Task requirements
1 – In the essay about the London garden center, which flowers were the first to appear?
2 – Please translate this sentence from the essay about the London garden center into Spanish: "It was a comforting retreat for me on those Sunday afternoons."
3 – Repeat everything in the essay about the London garden center from "I love the crunchy" down to "another working week.".

=== Page extract ===

I love the crunchy sound that walking along a gravel path makes. It always makes me feel that I’m close to nature. Growing up in London, our local small city garden centre was always a place I’d escape to when I needed some peace and quiet. I’d pass the threshold and step into a sanctuary, breathing in the cleaner air and taking in the slower pace.

Here the inherent cycle of life would show itself. Cityscapes would subside and the seasons would awaken. It was a comforting retreat for me on those Sunday afternoons. I could remove myself from my personal stresses and regain a perspective on my life before recommencing another working week.

The garden centre existed on a modest scale, plants were arranged in aesthetic compositions perfectly staged to entice Londoners to spend some time and think up ways to transform their small city gardens and tiny balconies into relaxing havens. Customers would buy everything from a small apple tree to a beautifully cultivated deep-purple clematis perfect for climbing, it’s striking star-shaped flower weaving its way all along the trellis.

Delicate looking winter crocuses and snowdrops were the first to appear, hardy enough to grow through layers of snow, then springtime would arrive driving away the grey winds and rain. Bright yellow daffodils would emerge, followed by splendidly tall tulips of every colour. On hot summer afternoons I’d walk by clusters of deep pink hydrangeas arranged in old stone pots, then stop and stare at rose bushes with curious sounding Latin names taking in their majestic colours and subtle fragrances.

=== Material shown ===

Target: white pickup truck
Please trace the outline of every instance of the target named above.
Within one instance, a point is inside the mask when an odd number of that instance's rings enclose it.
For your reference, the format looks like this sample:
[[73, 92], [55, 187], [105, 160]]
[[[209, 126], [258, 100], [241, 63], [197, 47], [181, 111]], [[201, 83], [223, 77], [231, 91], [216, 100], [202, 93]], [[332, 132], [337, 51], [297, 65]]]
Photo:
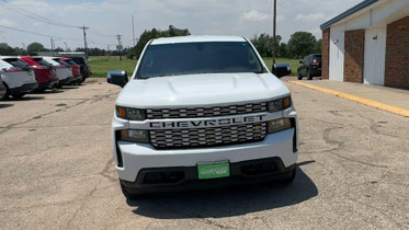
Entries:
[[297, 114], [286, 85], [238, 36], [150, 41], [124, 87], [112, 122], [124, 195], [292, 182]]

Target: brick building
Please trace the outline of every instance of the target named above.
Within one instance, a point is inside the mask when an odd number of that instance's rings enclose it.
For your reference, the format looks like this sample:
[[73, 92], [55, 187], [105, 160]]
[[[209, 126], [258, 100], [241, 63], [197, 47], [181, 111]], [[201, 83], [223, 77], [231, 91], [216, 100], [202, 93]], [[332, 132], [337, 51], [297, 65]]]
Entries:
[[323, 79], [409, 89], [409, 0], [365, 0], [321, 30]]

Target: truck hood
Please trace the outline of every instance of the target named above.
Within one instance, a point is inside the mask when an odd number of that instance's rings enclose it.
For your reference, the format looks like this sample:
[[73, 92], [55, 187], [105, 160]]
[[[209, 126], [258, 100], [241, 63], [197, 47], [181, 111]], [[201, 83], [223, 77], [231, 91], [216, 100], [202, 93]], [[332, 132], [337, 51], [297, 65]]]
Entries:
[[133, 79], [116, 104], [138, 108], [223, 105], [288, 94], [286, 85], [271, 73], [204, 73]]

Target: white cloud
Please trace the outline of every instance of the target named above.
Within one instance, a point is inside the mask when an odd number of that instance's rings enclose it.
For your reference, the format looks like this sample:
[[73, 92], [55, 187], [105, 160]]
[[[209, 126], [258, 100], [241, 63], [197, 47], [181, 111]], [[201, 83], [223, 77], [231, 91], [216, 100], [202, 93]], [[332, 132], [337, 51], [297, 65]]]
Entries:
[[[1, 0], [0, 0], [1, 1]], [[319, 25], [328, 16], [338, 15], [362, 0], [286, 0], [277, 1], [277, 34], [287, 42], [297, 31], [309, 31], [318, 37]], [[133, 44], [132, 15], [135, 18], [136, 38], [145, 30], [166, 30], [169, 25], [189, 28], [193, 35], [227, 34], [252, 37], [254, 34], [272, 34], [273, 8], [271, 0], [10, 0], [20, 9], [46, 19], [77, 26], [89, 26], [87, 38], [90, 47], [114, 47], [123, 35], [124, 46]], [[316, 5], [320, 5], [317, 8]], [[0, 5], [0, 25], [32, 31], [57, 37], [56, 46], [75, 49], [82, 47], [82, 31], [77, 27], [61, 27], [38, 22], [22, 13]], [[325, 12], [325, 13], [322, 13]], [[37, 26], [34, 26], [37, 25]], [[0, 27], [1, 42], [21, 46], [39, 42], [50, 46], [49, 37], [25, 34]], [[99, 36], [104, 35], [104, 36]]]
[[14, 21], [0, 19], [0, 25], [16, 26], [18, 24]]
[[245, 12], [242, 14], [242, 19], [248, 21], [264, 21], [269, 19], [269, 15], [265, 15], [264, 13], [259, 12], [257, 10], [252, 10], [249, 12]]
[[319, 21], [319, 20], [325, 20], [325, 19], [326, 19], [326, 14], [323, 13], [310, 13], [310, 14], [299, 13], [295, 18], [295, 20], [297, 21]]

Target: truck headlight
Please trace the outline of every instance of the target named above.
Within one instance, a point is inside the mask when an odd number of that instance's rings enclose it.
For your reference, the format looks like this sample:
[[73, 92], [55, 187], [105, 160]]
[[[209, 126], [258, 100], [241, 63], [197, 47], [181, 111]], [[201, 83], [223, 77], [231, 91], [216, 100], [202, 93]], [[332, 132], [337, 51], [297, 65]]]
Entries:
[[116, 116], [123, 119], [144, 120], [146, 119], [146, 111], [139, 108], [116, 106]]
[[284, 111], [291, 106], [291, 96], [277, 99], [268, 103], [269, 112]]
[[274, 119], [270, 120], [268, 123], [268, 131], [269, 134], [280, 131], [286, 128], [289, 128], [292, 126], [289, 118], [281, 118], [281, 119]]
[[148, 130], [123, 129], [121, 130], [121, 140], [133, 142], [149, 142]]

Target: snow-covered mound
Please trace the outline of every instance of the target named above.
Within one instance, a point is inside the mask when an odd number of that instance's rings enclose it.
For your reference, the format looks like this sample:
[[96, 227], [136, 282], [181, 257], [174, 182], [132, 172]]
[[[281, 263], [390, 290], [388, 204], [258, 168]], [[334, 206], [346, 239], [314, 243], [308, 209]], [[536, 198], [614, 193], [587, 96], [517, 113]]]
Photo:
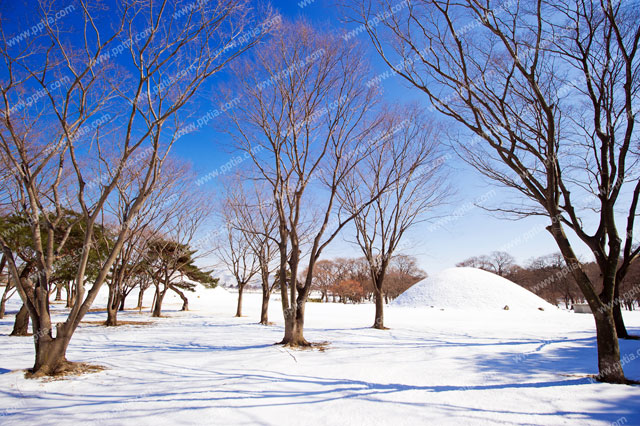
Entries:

===

List of solutions
1 – Delicate looking winter crocuses and snowdrops.

2 – Era un refugio reconfortante para mí aquellas tardes de domingo.

3 –
I love the crunchy sound that walking along a gravel path makes. It always makes me feel that I’m close to nature. Growing up in London, our local small city garden centre was always a place I’d escape to when I needed some peace and quiet. I’d pass the threshold and step into a sanctuary, breathing in the cleaner air and taking in the slower pace.

Here the inherent cycle of life would show itself. Cityscapes would subside and the seasons would awaken. It was a comforting retreat for me on those Sunday afternoons. I could remove myself from my personal stresses and regain a perspective on my life before recommencing another working week.